> _TO DO_:
[A] Rewrite the forum thread on Liverpool between "## hanzosbm (Mar 1, 2018)" and "Bloke (Mar 2, 2018)", inclusive, changing "screen name" to "username".
[B] Answer these questions about the forum thread on Liverpool:
(i) On what date did EmilyRose666 post the opening message?
(ii) In what region was the woman known by the pseudonym EmilyRose believed to be possessed, according to hanzosbm?
(iii) Which country does Mike Martin say the OES operates in?

> _SELECTED EXTRACT_:
# In liverpool



## EmilyRose666 (Mar 1, 2018)

Is there any meeting soon in Liverpool?
I would like to meet up with a freemason to help me to become one please 
Thank you 


Sent from my iPhone using My Freemasonry mobile app


----------



## hanzosbm (Mar 1, 2018)

That's an interesting screen name you've chosen for yourself.  I'm curious about what has attracted you to Freemasonry.


----------



## Bloke (Mar 2, 2018)

Hi again Emily

We have not yet established for sure you are female ( http://www.myfreemasonry.com/threads/liverpool.28570/ ).

I am going to assume you're female. 

If the Easter Star is not of interest (and I am not sure it operates in the UK, and again, I'm assuming it is liverpool in the UK), then perhaps contact one of these two organizations
http://www.hfaf.org/
https://www.owf.org.uk/

I am not in a position to recommend either, but they might suit you.


----------



## hanzosbm (Mar 2, 2018)

Bloke said:


> Hi again Emily
> 
> We have not yet established for sure you are female ( http://www.myfreemasonry.com/threads/liverpool.28570/ ).
> 
> I am going to assume you're female.



I could be wrong, but I don't believe that the name EmilyRose denotes sex.  Rather, it is the a pseudonym given to a woman who was believed to be possessed in Bavaria and subsequently was killed while undergoing exorcism.  That, combined with the 666, was my reason for pointing out the interesting screenname.  It has also caused me a bit of concern regarding the motivation for accessing a Masonic lodge.


----------



## Mike Martin (Mar 6, 2018)

Bloke said:


> If the Easter Star is not of interest (and I am not sure it operates in the UK, and again, I'm assuming it is liverpool in the UK),


Just for info the OES operates in Scotland but not in England, Ireland or Wales.


----------



## Glen Cook (Mar 6, 2018)

Mike Martin said:


> Just for info the OES operates in Scotland but not in England, Ireland or Wales.

> _DATA LINES_:
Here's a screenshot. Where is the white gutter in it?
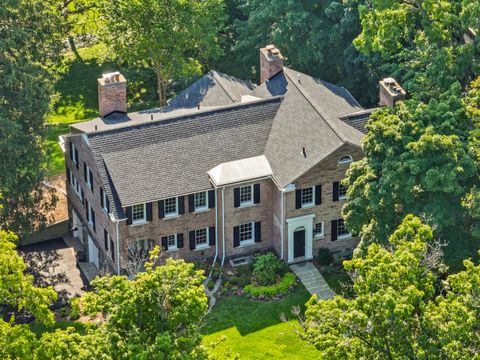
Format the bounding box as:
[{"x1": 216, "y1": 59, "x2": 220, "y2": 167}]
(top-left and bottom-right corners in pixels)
[
  {"x1": 208, "y1": 188, "x2": 218, "y2": 277},
  {"x1": 222, "y1": 186, "x2": 225, "y2": 266}
]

> _FINAL ANSWERS_:
[A]
## hanzosbm (Mar 1, 2018)

That's an interesting username you've chosen for yourself.  I'm curious about what has attracted you to Freemasonry.


----------



## Bloke (Mar 2, 2018)

[B]
(i) Mar 1, 2018
(ii) Bavaria
(iii) Scotland